-- Work required --
Please copy out every one of the lines below, word for word and in the same order.
»»
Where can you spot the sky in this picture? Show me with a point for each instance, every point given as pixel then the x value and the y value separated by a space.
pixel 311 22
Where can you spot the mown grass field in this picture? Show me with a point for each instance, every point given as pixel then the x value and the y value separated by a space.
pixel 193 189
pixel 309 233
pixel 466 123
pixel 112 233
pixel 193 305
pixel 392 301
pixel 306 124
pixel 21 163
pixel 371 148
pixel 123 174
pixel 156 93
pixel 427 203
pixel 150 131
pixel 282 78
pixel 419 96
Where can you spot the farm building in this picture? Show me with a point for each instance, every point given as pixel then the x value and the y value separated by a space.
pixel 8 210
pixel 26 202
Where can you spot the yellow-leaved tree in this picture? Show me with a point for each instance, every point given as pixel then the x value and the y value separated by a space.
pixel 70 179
««
-- Expected answer --
Where can you spot the sky in this picture? Show me with a point for each instance, every point given as pixel then the x value and the y value separated by a space.
pixel 311 22
Where can you spot the mown grass field in this picture? Show me with a point for each instance, every point given as pixel then the x value and the y value separated by a space.
pixel 193 189
pixel 309 233
pixel 466 123
pixel 112 233
pixel 193 305
pixel 392 301
pixel 306 124
pixel 21 163
pixel 371 148
pixel 123 174
pixel 156 93
pixel 427 203
pixel 150 131
pixel 282 78
pixel 419 96
Where can you spot the farm building in this picture? Show me with a point for each instance, every point given as pixel then the x value and the y value separated by a space.
pixel 8 210
pixel 26 202
Where can you spot the yellow-leaved tree in this picture? Show me with a point for each instance, every point given as pixel then the x value and the y value separated by a space.
pixel 70 179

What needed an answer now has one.